=== Section Start ===

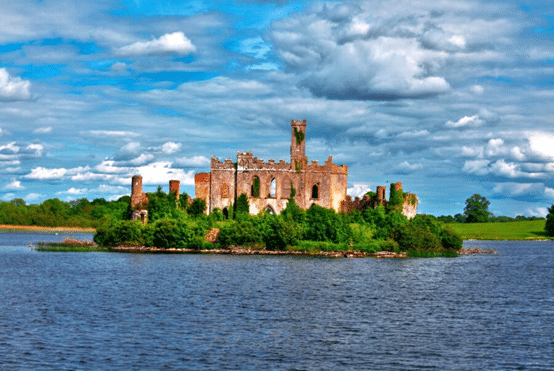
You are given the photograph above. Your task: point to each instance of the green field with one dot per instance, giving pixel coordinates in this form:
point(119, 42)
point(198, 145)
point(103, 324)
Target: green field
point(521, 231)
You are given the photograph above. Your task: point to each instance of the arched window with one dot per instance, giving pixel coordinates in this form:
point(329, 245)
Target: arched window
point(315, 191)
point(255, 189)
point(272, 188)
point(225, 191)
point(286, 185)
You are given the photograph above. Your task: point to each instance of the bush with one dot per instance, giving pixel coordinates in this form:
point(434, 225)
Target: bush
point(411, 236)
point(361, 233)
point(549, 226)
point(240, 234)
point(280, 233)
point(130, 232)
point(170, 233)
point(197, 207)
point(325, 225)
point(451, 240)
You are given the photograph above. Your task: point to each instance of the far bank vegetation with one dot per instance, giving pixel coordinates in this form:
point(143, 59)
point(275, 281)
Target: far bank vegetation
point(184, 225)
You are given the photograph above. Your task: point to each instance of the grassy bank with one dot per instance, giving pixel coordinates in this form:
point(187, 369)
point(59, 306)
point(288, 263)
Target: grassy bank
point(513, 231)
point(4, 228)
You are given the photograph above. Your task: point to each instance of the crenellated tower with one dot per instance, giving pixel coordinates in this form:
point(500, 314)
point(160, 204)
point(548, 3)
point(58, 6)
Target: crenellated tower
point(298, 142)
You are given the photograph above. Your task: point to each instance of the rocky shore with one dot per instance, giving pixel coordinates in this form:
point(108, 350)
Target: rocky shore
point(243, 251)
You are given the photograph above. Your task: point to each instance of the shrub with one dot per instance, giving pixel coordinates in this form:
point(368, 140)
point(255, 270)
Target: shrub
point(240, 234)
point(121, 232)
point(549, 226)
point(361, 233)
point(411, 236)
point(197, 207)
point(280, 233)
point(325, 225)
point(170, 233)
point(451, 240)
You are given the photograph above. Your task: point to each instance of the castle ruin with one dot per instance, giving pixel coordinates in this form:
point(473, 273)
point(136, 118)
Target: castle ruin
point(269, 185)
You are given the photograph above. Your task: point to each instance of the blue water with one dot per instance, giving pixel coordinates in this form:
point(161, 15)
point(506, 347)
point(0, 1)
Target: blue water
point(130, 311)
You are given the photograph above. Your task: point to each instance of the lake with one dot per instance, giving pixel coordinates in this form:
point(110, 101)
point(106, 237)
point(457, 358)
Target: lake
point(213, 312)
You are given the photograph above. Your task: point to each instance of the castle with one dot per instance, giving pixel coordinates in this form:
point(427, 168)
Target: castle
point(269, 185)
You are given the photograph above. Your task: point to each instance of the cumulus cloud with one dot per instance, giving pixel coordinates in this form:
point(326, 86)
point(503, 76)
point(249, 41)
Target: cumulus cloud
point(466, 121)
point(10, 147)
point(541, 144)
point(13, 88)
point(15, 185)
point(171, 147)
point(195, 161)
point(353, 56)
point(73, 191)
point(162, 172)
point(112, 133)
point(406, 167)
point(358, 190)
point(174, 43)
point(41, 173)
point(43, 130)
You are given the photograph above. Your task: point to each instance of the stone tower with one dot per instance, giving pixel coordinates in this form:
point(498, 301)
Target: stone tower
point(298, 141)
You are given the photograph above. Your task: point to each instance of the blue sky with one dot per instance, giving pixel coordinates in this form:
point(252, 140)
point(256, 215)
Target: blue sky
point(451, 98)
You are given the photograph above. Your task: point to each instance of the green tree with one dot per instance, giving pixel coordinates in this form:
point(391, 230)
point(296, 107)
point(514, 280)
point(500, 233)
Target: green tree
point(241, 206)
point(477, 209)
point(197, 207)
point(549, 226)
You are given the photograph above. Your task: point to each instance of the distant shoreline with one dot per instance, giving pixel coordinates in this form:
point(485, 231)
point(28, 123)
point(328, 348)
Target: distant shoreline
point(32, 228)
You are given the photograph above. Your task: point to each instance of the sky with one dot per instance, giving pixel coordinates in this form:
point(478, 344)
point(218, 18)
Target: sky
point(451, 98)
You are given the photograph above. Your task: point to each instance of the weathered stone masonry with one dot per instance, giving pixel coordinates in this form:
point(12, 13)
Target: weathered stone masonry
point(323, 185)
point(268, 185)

=== Section End ===

**Task item**:
Return each record as written, minus its images.

**Response area**:
You are given the photograph above. Your task: point to each instance of the green field with one dot per instance, giving pixel coordinates in this form:
point(119, 42)
point(198, 145)
point(103, 324)
Target: green field
point(521, 231)
You are given the photograph above. Your task: point to each instance of the arched window with one dot per instance, giving pixel coordinates in this form:
point(329, 245)
Target: arched window
point(315, 191)
point(255, 189)
point(272, 188)
point(225, 191)
point(286, 185)
You are given the photograph above. Your task: point to each instance of the bush with one dot per instance, giving pixel coordinates in this form:
point(434, 225)
Target: bush
point(411, 236)
point(361, 233)
point(549, 226)
point(240, 234)
point(280, 233)
point(130, 232)
point(170, 233)
point(197, 207)
point(325, 225)
point(451, 240)
You are given the photograph above. Your task: point to each instance of the far bank vegetation with one dot per instance, giving pixel coordinates in this form:
point(143, 59)
point(275, 281)
Target: far bank vegetation
point(184, 225)
You are given the photograph above. Your task: point to each instance of the grassy bank with one dot per instance, giving pixel coordinates in this form:
point(187, 369)
point(59, 306)
point(288, 263)
Target: grassy bank
point(513, 231)
point(4, 228)
You are given the photograph above. Your task: point to each instance of the crenellated tower with one dot per instance, giving pixel coordinates in this form:
point(500, 314)
point(160, 204)
point(548, 3)
point(58, 6)
Target: crenellated tower
point(298, 142)
You are given the photograph above. Your task: point to each instance of the rocky shore with one dot per instance, giving pixel coordinates in this form:
point(108, 350)
Target: rocky shore
point(243, 251)
You are given the photograph above. Your task: point to each instance of the shrub with one dot per instance, giving pixel coordinates in this form:
point(368, 140)
point(255, 270)
Target: shrub
point(240, 234)
point(121, 232)
point(549, 226)
point(361, 233)
point(411, 236)
point(197, 207)
point(280, 233)
point(325, 225)
point(170, 233)
point(451, 240)
You are given the photograph above. Your task: point to each instance of the castle ruin with one dot per instance, giving pixel coordinates in this form:
point(473, 273)
point(136, 118)
Target: castle ruin
point(269, 185)
You are given the photograph above. Your task: point to each instance of the blue water with one dot per instance, giving pixel coordinates in this form:
point(161, 15)
point(506, 347)
point(0, 1)
Target: blue water
point(130, 311)
You are given the photograph above. Your task: point to each instance of the lake with one dot per instance, giving pixel coordinates in this form:
point(110, 101)
point(106, 237)
point(457, 358)
Target: lake
point(213, 312)
You are given the photograph above. Your task: point to each instance of the castle with one dot per instance, giving pixel coordinates in this form:
point(427, 168)
Target: castle
point(269, 185)
You are given the photograph above. Your task: point to each instance of the cumulus cloud with one dot per instance, giving pixel coordinates in this form:
point(326, 86)
point(503, 76)
point(249, 41)
Target: cumulus cloud
point(466, 121)
point(10, 147)
point(541, 144)
point(13, 88)
point(15, 185)
point(171, 147)
point(195, 161)
point(353, 56)
point(73, 191)
point(162, 172)
point(112, 133)
point(406, 167)
point(358, 190)
point(174, 43)
point(41, 173)
point(43, 130)
You are given the photograph above. Your task: point to each instance of the stone tower with one dot per instance, giving pixel coordinates in this form:
point(498, 301)
Target: stone tower
point(298, 141)
You are given the photograph above. Your task: point to each instance of the blue sky with one dot per instance, giving pixel coordinates in this form:
point(252, 140)
point(256, 215)
Target: blue sky
point(451, 98)
You are given the photograph above. Your task: point to each instance of the green tree with one dot per instance, giving pixel coordinates in this form:
point(391, 230)
point(296, 107)
point(514, 280)
point(500, 233)
Target: green tree
point(241, 206)
point(477, 209)
point(197, 207)
point(549, 226)
You are given the photograph above. Your task: point to each instance of the distant shoreline with one dot per instance, giving pixel coordinates in this form:
point(485, 231)
point(28, 123)
point(328, 348)
Target: distant shoreline
point(32, 228)
You are given the photograph above. Your task: point to each instance of the sky with one dot per instance, giving pixel coordinates in this form:
point(478, 344)
point(218, 18)
Target: sky
point(451, 98)
You are given the photograph above. Your task: point to each instance of the weathered stone masonry with one dot per instance, giving pixel coordinates in this form:
point(12, 13)
Target: weathered stone masonry
point(323, 185)
point(268, 185)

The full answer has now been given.